GIVEN INSTRUCTION A:
Answer these questions using the extract on clustering households by income. Put each answer on its own line, marked (i), (ii) and (iii) to match its question.
(i) Which two annual incomes are furthest away from each other?
(ii) What class of households does the cluster with incomes of 40k, 55k and 70k USD represent?
(iii) Which clustering algorithm is the focus of the chapter?
GIVEN INSTRUCTION B: Write the next part of the extract on clustering households by income, starting after its final sentence.

EXTRACT PROVIDED:
-*-

Page 115 - Data Science Algorithms in a Week
P. 115
Clustering into K Clusters
This is because 40k and 135k are furthest away from each other, and we require to have two
clusters, so they have to be in the different clusters. 55K is closer to 40k than to 135k, so 40k
and 55k will be in the same cluster. Similarly, 130k and 135k will be in the same cluster. 70K
is closer to 40k and 55k than to 130k and 135k, so 70k should be in the cluster with 40k and
55k. 115K is closer to 130k and 135k than to the first cluster with 40k, 55k and 70k, so it will
be in the second cluster. Finally, 100k is closer to the second cluster with 115k, 130k and
135k, so it will be there. Therefore the first cluster will contain 40k, 55k and 70k households.
The second cluster will contain 100k, 115k, 130k and 135k households.
Clustering groups features with similar properties and assigning a cluster to a feature is a
form of classification. It is up to a data scientist to interpret the result of the clustering and
what classification it induces. Here the cluster with the households with the annual incomes
40k, 55k, 70k USD represents a class of households with a low income. The second cluster
with the households with the annual incomes 100k, 115k, 130k and 135k represents a class
of households with a high income.
We clustered the households into the two clusters in an informal way based on the intuition
and the common sense. There are clustering algorithms that cluster the data according to
the precise rules. The algorithms include fuzzy c-means clustering algorithm, hierarchical
clustering algorithm, Gaussian(EM) clustering algorithm, Quality Threshold clustering
algorithm and k-means clustering algorithm which is the focus of this chapter.

-*-

DATA SHOWN:
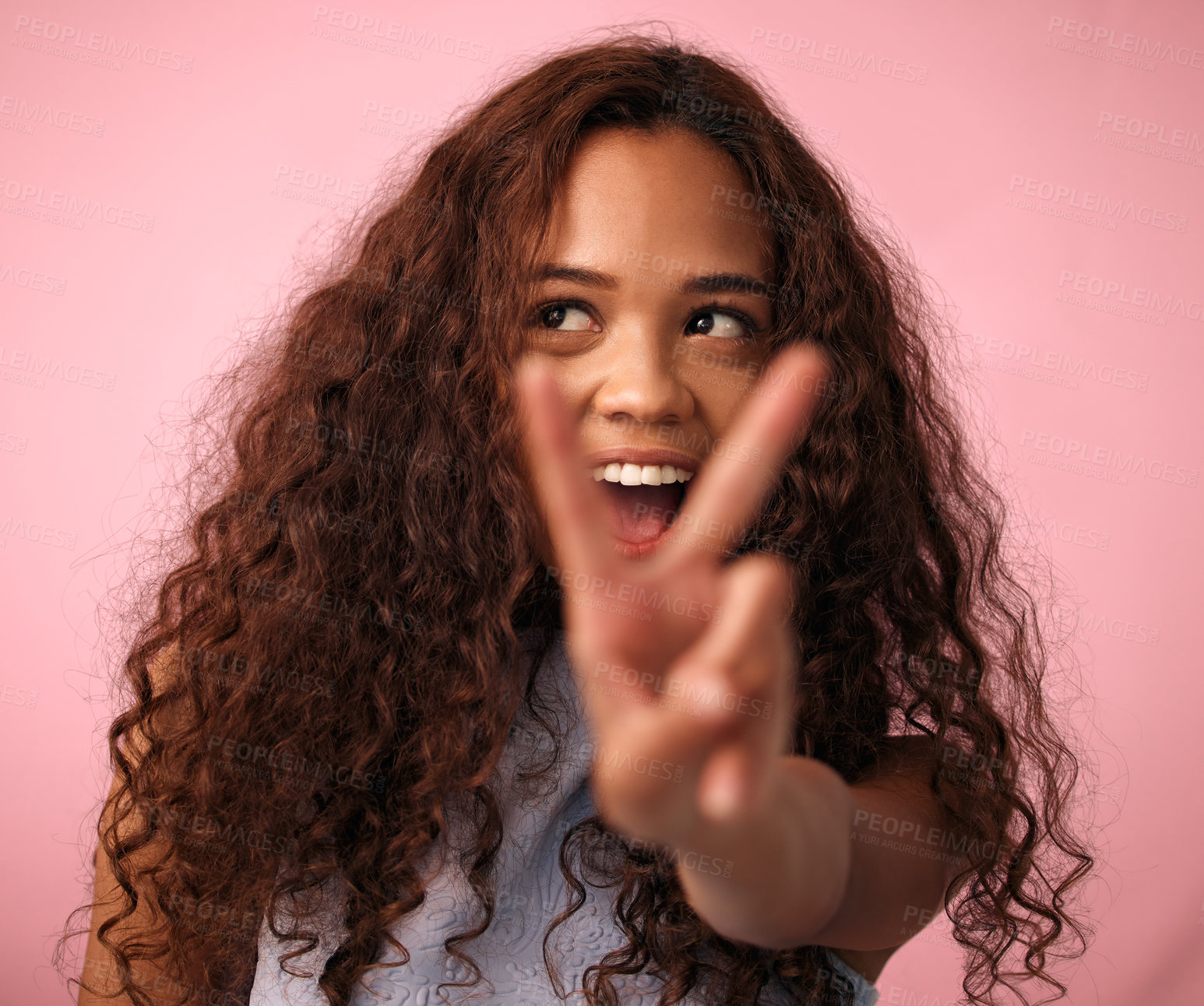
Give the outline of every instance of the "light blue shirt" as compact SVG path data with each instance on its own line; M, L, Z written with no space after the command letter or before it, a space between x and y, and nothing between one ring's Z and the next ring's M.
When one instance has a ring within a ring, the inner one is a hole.
M588 786L594 754L594 740L586 726L580 697L565 659L563 640L548 655L549 667L541 670L539 690L549 705L557 710L561 724L567 727L562 740L562 759L553 769L550 792L543 799L523 799L509 785L515 767L530 763L538 756L541 763L550 747L550 739L542 727L535 724L526 708L521 708L515 728L495 769L491 785L502 801L503 844L498 850L497 901L490 928L476 940L460 945L480 967L484 978L472 988L443 988L452 1002L461 999L473 1002L507 1004L507 1006L553 1006L553 1004L584 1004L582 988L585 969L601 963L603 955L622 947L626 939L615 924L610 912L616 888L595 888L585 884L585 903L560 925L549 941L553 960L560 971L565 996L553 989L551 980L543 961L543 935L555 915L567 905L568 893L557 862L560 844L568 829L578 821L595 813ZM544 673L550 671L548 679ZM462 810L455 805L448 809L453 850L471 844L472 835L460 817ZM408 964L400 964L393 947L385 947L382 961L395 966L372 971L364 976L367 990L359 988L352 996L352 1006L438 1006L436 987L439 982L467 981L466 967L450 960L443 941L461 931L473 921L476 898L471 894L456 856L448 854L441 863L439 852L444 844L436 844L424 860L423 875L427 877L426 900L402 918L390 930L409 951ZM335 904L338 892L327 888L320 893L323 904ZM327 919L320 934L319 946L311 953L293 958L291 971L309 971L312 977L291 977L284 974L278 958L285 947L267 928L266 918L259 934L259 964L255 983L250 992L249 1006L327 1006L326 998L318 989L318 975L326 958L334 953L342 935L337 916L324 911ZM277 919L279 928L283 918ZM559 951L559 953L556 952ZM857 993L857 1006L874 1006L878 990L863 976L834 955L830 955L833 967L849 977ZM492 983L490 994L488 982ZM619 999L631 1006L655 1006L661 980L651 975L618 976L610 978ZM772 996L766 989L763 1001L785 1001ZM374 993L374 994L373 994ZM696 988L684 1002L686 1006L703 1006Z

-*-

EXERCISE RESPONSE A:
(i) 40k and 135k
(ii) A class of households with a low income
(iii) The k-means clustering algorithm</t1>

EXERCISE RESPONSE B:
K-means clustering algorithm
The k-means clustering algorithm classifies given points into k groups in such a way that a
distance between the members of the same group is minimized.
The k-means clustering algorithm determines the initial k-centroids (points to be in a cluster
center) – one for each cluster. Then each feature is classified into the cluster whose centroid
is closest to that feature. After classifying all the features, we have formed initial k clusters.
For each cluster we recompute the centroid to be the average of the points in that cluster.
After we have moved the centroids, we recompute the classes again. Features may change
the classes. Then we will have to recompute the centroids again. If the centroids do not
move anymore, then the k-means clustering algorithm terminates.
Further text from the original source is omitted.